• [Problem description]
Would you give the entries below again in full, exactly as they stand?

• [Dataset]
((

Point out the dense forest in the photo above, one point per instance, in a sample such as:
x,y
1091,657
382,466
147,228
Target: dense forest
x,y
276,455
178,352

))

• [Output]
Point out the dense forest in the photo above, one point per instance, in a sample such as:
x,y
1091,657
382,466
147,228
Target: dense forest
x,y
276,455
178,352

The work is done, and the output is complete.